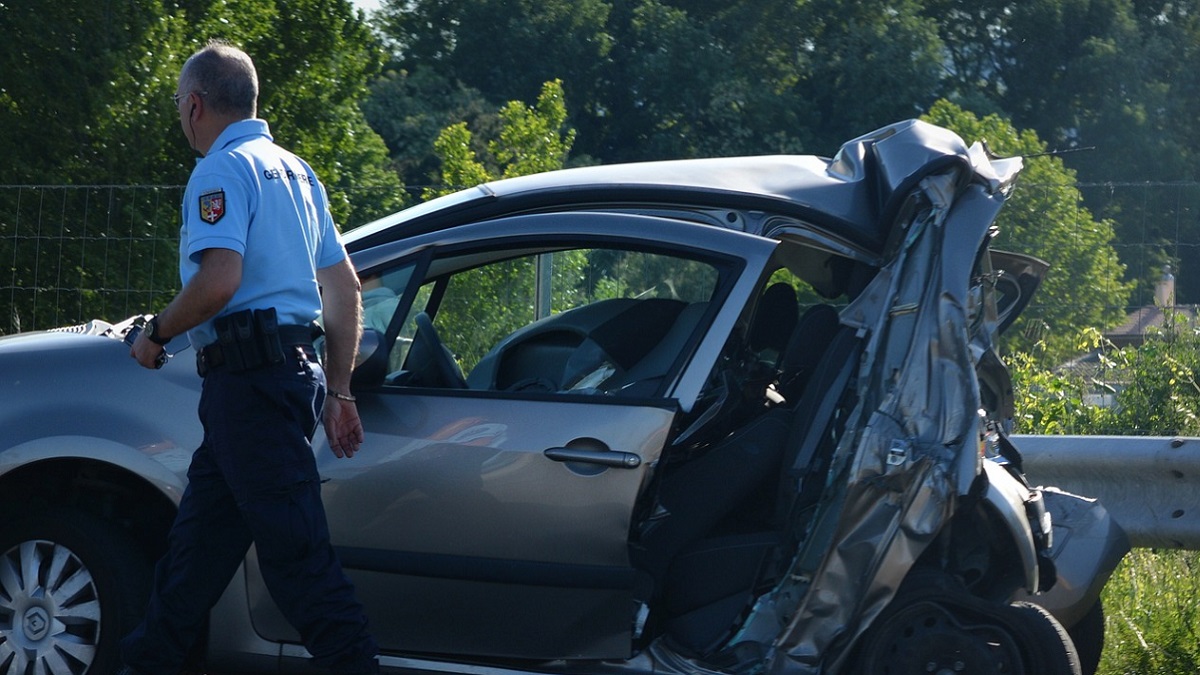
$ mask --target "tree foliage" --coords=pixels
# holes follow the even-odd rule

:::::

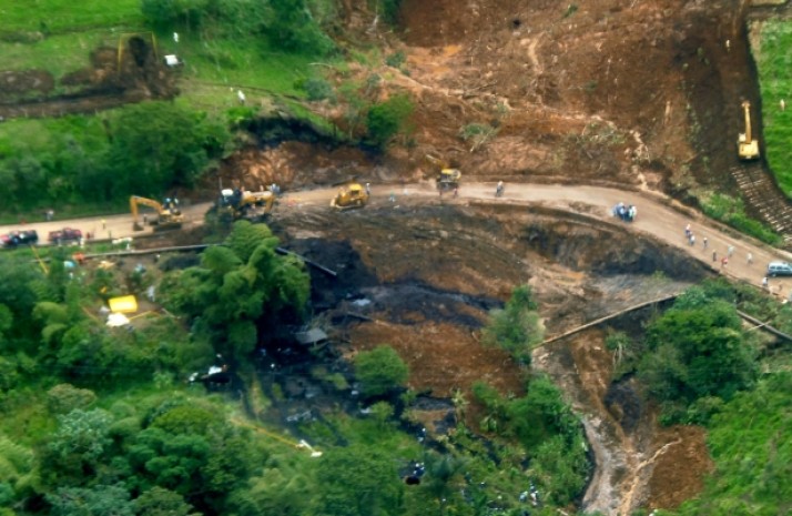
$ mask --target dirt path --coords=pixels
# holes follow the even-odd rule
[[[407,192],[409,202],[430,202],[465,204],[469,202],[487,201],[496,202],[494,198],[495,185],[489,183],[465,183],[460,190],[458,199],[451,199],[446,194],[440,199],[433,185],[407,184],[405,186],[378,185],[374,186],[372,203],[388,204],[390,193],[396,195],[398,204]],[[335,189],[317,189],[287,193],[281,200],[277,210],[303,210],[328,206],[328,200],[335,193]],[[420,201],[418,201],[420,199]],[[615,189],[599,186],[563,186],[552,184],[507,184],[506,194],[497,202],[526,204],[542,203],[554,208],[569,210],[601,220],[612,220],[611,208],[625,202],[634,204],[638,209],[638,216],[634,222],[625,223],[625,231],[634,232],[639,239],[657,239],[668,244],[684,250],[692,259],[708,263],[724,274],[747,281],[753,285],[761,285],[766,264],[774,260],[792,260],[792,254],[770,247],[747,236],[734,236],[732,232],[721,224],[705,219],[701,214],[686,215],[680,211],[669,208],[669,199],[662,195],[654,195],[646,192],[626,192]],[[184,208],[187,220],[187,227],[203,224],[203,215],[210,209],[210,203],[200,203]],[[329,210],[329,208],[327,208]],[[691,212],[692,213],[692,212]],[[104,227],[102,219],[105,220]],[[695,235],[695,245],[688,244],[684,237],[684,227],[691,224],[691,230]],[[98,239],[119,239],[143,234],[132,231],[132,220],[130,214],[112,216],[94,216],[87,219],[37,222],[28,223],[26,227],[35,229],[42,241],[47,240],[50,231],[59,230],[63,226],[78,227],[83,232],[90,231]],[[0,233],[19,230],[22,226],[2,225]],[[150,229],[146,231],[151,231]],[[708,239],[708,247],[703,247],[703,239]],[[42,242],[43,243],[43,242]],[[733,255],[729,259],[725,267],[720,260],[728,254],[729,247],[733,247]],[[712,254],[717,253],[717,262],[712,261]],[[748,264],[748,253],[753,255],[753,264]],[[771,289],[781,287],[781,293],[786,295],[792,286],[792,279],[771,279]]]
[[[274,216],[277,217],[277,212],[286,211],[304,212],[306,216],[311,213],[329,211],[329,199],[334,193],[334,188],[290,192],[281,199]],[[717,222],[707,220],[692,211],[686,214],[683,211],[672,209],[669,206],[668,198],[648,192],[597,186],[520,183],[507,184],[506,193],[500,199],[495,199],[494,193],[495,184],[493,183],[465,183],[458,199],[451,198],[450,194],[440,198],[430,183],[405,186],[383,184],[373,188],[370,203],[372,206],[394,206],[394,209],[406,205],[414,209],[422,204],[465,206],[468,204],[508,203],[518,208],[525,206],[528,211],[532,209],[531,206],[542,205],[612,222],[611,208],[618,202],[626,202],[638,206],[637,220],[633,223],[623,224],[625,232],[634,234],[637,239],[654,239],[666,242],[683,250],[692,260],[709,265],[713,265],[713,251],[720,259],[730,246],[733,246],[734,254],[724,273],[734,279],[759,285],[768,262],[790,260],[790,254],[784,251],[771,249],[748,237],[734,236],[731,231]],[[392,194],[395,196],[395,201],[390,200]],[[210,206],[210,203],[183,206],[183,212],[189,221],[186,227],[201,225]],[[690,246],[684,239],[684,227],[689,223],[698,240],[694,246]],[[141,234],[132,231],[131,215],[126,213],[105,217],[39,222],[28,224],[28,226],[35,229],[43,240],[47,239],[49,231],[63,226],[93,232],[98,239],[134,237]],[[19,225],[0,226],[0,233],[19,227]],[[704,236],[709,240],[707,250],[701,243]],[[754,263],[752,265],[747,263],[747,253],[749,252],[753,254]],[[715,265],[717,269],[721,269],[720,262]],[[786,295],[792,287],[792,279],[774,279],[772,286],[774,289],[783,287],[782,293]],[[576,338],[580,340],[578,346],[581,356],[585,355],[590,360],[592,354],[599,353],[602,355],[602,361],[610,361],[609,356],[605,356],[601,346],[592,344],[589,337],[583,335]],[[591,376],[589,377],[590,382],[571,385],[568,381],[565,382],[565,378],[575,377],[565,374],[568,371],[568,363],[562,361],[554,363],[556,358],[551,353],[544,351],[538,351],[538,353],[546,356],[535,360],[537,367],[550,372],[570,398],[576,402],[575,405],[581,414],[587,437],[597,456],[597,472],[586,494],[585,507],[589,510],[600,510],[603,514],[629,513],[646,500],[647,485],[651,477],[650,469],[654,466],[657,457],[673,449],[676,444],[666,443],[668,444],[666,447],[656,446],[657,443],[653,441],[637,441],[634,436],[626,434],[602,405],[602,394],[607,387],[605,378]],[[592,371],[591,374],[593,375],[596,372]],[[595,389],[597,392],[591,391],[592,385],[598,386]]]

:::::

Gather every line of the records that contains the string "pixels".

$ mask --target "tree foliage" --coords=pixels
$ mask --target dirt path --coords=pixels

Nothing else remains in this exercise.